## TASK STATEMENT:
Scale the records below, from the line containing "target | bowl rim" through the end of the records, both ends included, and write every line in that span again, requests included. Multiply each coordinate in the answers by 0.35 and round to whole numbers, with halves rounded up.

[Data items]
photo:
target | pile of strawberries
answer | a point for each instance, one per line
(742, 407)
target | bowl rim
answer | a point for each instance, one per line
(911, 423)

## TASK RESPONSE:
target | bowl rim
answer | a point for each instance, one per line
(319, 148)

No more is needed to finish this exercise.